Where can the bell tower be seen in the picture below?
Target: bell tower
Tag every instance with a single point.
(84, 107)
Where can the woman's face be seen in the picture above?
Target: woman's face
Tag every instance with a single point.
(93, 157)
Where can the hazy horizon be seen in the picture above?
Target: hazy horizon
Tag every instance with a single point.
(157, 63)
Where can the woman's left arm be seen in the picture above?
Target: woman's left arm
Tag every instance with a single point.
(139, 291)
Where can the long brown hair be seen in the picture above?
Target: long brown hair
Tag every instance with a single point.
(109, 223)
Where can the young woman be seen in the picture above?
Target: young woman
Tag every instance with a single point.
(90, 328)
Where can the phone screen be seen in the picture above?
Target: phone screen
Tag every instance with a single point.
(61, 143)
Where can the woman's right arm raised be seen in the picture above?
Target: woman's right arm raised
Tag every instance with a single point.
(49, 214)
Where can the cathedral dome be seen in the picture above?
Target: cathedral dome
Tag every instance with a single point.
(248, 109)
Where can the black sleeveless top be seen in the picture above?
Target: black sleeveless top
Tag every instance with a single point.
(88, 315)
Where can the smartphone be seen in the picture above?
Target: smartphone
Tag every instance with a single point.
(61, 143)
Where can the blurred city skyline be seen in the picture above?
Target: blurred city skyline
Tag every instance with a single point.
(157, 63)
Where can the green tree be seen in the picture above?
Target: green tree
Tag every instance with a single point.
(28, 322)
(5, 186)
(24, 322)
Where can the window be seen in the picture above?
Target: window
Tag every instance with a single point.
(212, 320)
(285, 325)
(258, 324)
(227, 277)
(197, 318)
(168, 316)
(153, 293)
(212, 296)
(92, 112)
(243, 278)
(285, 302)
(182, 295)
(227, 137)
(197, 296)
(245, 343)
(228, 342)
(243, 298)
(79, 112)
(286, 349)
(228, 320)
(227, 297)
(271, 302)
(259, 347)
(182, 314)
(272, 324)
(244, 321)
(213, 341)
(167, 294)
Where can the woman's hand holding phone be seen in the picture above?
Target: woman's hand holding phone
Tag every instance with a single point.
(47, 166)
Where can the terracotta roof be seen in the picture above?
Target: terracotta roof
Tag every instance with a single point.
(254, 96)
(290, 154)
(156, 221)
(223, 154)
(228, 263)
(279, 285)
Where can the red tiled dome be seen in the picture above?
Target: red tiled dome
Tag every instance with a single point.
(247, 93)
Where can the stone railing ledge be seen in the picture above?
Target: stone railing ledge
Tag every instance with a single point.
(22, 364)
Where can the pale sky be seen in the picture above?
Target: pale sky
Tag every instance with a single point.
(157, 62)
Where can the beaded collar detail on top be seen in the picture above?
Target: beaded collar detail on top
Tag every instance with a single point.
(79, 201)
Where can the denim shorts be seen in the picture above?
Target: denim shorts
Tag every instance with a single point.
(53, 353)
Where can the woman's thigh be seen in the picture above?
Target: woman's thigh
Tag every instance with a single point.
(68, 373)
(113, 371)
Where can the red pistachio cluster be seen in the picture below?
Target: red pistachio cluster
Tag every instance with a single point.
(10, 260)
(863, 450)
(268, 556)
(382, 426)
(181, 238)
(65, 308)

- _STATED PROBLEM_
Starting at the line containing "Where can the woman's thigh" and ending at the last line of the listing above, write out every one of those lines again. Shift each answer coordinate by adding 31 to both of its numbers, and leave all other lines unchanged.

- _SOLUTION BELOW_
Where can the woman's thigh be seen in the picture above?
Target: woman's thigh
Tag every instance with a single point.
(99, 404)
(144, 402)
Where can the red pistachio cluster be seen in the picture below?
Target: red pistachio cluster
Tag every instance with a single point.
(41, 291)
(894, 481)
(299, 587)
(413, 457)
(212, 269)
(96, 339)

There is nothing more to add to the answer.